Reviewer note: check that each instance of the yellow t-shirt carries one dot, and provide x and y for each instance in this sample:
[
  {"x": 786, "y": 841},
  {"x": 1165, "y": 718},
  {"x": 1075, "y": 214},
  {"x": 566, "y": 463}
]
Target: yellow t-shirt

WHAT TO PRODUCE: Using the records above as the source, restate each line verbatim.

OUTPUT FOR THIS EXERCISE:
Reviewer note: check that each instance of the yellow t-shirt carries one dot, and provide x and y for each instance in this sample:
[
  {"x": 786, "y": 841},
  {"x": 1165, "y": 718},
  {"x": 1075, "y": 214},
  {"x": 566, "y": 463}
]
Target: yellow t-shirt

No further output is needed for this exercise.